=== Work to do ===
Turn every line of the rows below into a numbered list, omitting any blank lines.

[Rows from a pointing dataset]
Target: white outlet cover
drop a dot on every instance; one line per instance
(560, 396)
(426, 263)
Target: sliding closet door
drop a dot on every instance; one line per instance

=== Task result ===
1. Target: white outlet cover
2. drop a dot on every instance; one line per instance
3. (560, 396)
4. (426, 263)
5. Target: sliding closet door
6. drop a dot on every instance; one line per instance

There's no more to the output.